--- begin ---
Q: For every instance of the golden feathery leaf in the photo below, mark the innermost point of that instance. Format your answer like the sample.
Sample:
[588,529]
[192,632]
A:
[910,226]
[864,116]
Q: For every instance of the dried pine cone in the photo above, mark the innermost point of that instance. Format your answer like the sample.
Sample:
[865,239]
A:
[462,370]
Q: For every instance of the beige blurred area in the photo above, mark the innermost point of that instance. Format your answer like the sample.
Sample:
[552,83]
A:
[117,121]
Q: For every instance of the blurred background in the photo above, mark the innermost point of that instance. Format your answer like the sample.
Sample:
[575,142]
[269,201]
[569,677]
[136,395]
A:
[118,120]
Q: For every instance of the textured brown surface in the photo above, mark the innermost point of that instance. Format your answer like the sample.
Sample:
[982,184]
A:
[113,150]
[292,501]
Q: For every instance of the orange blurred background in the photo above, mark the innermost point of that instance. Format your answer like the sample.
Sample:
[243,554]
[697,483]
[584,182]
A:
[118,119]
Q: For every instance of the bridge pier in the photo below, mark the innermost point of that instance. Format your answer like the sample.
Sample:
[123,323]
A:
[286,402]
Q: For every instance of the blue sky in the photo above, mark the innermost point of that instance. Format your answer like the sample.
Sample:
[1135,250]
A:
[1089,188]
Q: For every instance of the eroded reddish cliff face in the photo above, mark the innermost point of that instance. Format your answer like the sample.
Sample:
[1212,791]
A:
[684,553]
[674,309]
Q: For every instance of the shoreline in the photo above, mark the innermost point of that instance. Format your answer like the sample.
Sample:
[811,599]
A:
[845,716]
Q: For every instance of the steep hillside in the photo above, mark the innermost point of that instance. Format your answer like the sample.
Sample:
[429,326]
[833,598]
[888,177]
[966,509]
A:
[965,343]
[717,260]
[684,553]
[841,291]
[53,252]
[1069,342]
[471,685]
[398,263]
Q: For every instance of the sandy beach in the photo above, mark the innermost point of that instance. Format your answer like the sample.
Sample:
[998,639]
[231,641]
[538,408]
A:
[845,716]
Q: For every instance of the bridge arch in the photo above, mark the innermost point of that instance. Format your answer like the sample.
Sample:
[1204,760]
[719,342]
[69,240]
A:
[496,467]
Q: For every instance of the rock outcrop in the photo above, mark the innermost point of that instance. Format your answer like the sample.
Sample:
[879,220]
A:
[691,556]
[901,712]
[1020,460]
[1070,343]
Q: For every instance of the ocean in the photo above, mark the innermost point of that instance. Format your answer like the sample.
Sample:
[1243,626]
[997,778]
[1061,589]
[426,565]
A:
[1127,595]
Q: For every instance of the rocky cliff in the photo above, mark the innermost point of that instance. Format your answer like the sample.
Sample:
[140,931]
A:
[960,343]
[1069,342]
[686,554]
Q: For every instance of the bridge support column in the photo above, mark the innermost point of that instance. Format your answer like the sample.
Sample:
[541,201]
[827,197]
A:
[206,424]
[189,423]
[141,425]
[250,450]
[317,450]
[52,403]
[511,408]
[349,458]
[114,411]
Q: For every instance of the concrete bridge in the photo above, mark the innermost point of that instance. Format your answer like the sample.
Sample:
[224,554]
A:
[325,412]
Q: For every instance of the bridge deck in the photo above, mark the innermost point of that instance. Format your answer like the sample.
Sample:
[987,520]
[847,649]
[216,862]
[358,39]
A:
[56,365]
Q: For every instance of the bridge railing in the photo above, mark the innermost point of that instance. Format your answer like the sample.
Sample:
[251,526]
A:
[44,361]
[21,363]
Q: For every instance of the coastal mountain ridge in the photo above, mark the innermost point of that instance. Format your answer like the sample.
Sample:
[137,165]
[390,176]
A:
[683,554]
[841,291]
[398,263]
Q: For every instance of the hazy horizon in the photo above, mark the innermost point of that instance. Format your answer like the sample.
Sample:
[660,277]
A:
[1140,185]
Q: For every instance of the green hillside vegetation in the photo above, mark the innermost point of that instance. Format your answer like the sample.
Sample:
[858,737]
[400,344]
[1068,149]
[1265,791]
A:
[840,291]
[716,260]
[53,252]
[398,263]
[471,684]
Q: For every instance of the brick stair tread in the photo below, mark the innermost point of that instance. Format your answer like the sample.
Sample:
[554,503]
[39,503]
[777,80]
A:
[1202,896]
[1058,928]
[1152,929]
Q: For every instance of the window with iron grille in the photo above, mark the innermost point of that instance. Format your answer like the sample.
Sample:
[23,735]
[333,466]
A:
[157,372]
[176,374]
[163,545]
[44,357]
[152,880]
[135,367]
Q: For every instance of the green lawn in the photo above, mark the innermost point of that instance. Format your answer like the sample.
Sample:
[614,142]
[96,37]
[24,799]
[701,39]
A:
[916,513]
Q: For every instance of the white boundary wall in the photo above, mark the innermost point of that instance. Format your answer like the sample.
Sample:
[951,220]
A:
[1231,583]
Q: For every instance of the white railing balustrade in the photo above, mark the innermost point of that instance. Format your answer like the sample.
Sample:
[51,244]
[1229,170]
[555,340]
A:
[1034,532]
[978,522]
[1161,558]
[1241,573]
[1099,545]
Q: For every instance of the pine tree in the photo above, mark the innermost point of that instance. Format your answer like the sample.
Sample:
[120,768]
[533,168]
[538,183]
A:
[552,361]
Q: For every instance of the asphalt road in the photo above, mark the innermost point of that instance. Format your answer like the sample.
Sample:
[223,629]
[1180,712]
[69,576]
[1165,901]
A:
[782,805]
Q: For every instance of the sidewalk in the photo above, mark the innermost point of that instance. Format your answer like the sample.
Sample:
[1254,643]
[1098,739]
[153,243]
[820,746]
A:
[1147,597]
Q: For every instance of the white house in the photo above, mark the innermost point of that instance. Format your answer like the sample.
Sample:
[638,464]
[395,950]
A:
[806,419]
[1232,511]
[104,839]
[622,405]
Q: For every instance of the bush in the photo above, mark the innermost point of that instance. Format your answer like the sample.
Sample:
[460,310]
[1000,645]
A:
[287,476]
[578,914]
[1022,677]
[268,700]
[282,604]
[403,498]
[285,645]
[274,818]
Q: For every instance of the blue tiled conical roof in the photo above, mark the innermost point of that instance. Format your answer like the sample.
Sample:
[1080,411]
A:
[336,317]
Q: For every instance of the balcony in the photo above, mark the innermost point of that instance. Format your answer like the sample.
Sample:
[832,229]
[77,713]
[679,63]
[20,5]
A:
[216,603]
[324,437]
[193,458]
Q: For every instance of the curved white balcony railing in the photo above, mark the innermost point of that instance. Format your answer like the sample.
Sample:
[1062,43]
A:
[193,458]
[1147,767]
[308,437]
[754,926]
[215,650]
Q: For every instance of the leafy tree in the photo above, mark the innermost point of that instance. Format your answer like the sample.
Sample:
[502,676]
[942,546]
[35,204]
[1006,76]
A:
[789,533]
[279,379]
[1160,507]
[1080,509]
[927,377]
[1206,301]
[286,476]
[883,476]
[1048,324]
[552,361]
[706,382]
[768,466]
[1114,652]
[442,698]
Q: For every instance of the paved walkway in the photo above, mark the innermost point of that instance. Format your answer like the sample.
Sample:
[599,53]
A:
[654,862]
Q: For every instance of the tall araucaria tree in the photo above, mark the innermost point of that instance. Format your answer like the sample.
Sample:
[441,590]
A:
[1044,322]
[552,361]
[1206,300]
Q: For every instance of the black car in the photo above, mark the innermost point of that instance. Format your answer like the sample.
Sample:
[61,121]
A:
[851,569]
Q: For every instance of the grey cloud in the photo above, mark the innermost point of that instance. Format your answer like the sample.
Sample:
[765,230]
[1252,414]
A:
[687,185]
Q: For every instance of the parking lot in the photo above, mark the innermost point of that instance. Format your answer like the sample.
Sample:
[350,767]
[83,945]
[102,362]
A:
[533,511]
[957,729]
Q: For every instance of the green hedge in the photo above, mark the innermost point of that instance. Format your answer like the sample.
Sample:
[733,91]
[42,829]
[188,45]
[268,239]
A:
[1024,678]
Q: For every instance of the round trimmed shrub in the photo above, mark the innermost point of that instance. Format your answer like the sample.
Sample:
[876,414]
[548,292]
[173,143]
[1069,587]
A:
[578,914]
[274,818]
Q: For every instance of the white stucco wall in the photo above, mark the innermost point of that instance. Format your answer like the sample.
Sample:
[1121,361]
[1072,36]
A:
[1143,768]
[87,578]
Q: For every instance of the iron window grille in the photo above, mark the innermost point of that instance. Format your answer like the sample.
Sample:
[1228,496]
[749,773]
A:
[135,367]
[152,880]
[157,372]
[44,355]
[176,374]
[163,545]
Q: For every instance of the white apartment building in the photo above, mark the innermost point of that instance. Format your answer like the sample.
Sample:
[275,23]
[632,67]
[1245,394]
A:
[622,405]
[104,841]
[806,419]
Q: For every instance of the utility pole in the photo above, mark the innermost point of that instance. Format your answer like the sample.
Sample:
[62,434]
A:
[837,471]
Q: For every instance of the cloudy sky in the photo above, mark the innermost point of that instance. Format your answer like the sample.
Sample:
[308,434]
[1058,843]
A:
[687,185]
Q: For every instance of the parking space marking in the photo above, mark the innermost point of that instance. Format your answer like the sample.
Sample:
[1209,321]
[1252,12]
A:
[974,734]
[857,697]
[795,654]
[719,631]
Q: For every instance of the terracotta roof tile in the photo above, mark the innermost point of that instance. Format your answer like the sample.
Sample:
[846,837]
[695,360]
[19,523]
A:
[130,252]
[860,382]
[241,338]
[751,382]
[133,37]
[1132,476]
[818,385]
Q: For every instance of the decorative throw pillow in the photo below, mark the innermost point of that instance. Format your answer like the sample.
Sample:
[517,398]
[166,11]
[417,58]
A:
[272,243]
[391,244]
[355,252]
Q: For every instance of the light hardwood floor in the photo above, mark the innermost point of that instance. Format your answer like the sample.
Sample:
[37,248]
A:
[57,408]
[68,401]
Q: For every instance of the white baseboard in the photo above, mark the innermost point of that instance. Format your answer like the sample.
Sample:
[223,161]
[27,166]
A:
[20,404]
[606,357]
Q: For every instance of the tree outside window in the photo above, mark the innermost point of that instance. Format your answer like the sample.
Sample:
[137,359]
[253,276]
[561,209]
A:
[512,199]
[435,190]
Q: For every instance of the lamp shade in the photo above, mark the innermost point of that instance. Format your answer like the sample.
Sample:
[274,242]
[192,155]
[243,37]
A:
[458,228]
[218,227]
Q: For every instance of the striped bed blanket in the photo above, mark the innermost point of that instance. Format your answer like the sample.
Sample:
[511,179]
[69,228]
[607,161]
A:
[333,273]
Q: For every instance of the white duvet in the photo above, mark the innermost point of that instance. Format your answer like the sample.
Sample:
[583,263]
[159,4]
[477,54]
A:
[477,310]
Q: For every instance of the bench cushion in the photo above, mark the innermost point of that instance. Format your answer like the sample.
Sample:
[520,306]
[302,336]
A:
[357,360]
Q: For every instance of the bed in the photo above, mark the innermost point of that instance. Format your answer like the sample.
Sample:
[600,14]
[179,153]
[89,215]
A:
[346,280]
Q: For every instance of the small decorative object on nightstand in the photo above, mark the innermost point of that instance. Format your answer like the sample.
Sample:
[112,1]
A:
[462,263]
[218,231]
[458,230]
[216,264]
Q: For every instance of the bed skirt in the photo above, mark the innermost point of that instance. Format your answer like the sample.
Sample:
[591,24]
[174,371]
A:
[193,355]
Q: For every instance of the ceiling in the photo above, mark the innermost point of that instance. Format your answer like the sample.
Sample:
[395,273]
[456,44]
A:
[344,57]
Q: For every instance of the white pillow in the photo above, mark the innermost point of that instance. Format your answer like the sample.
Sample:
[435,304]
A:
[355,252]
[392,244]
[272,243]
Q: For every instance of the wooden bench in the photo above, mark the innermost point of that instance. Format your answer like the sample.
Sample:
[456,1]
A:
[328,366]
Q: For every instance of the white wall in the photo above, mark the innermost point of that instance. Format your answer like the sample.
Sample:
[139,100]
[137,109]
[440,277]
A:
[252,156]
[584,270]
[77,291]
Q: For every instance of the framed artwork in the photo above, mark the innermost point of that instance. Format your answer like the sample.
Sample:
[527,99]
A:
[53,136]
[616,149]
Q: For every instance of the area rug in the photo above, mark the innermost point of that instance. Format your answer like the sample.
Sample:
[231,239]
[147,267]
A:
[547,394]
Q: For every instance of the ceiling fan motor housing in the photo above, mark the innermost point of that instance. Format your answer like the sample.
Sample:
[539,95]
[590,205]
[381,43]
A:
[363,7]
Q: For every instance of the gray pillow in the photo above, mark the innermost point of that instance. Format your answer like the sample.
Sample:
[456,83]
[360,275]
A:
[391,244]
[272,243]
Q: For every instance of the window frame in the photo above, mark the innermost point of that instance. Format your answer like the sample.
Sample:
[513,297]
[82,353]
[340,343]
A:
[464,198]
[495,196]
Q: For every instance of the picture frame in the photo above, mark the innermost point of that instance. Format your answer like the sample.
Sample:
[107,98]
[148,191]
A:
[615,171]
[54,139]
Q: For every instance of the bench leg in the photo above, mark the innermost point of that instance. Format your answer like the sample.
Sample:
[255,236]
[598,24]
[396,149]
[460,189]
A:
--- end ---
JOB: Beginning at the line where "Q: For every instance of the wooden" appears, extract each line through the end of the data above; keep them exact and include nothing else.

OUTPUT FOR THIS EXERCISE:
Q: For every instance of the wooden bench in the photo above, mark the innermost point of that instance. Format your answer like the sample.
Sample:
[456,1]
A:
[328,366]
Q: For every instance of the white wall in the photo above, mark the innermost point of that instance. Format your answer like the sample.
Sample:
[139,100]
[137,109]
[440,277]
A:
[252,156]
[584,270]
[77,291]
Q: For every instance of the framed artwork in the photo above, mark the innermost point of that instance. Format your answer like the sample.
Sample:
[527,99]
A:
[53,136]
[616,149]
Q: For every instance of the area rug in the photo above, mark the innermost point of that instance. Format your answer like the sample.
Sample:
[231,239]
[147,267]
A:
[547,394]
Q: For every instance of the ceiling fan motor housing in the photo above, mark the innermost point of that instance. Format your answer like the sample.
Sample:
[539,95]
[590,205]
[381,43]
A:
[363,7]
Q: For every instance of the gray pillow in the photo above, mark the innermost point of that instance. Format your answer like the sample.
Sample:
[456,83]
[360,275]
A:
[391,244]
[272,243]
Q: For every instance of the window frame in the photo above, mark the innermost point of that instance. Format your answer like the sample.
Sample:
[513,297]
[82,353]
[340,343]
A:
[464,198]
[495,196]
Q: For every instance of the picture frame in the photo above, mark the innermost point of that instance. Format your answer like the sample.
Sample:
[107,98]
[148,191]
A:
[615,171]
[54,139]
Q: For every instance of the bench leg in the photo above, mark the innermost point of that instance. Format your answer like the sample.
Sample:
[255,236]
[598,24]
[396,149]
[460,189]
A:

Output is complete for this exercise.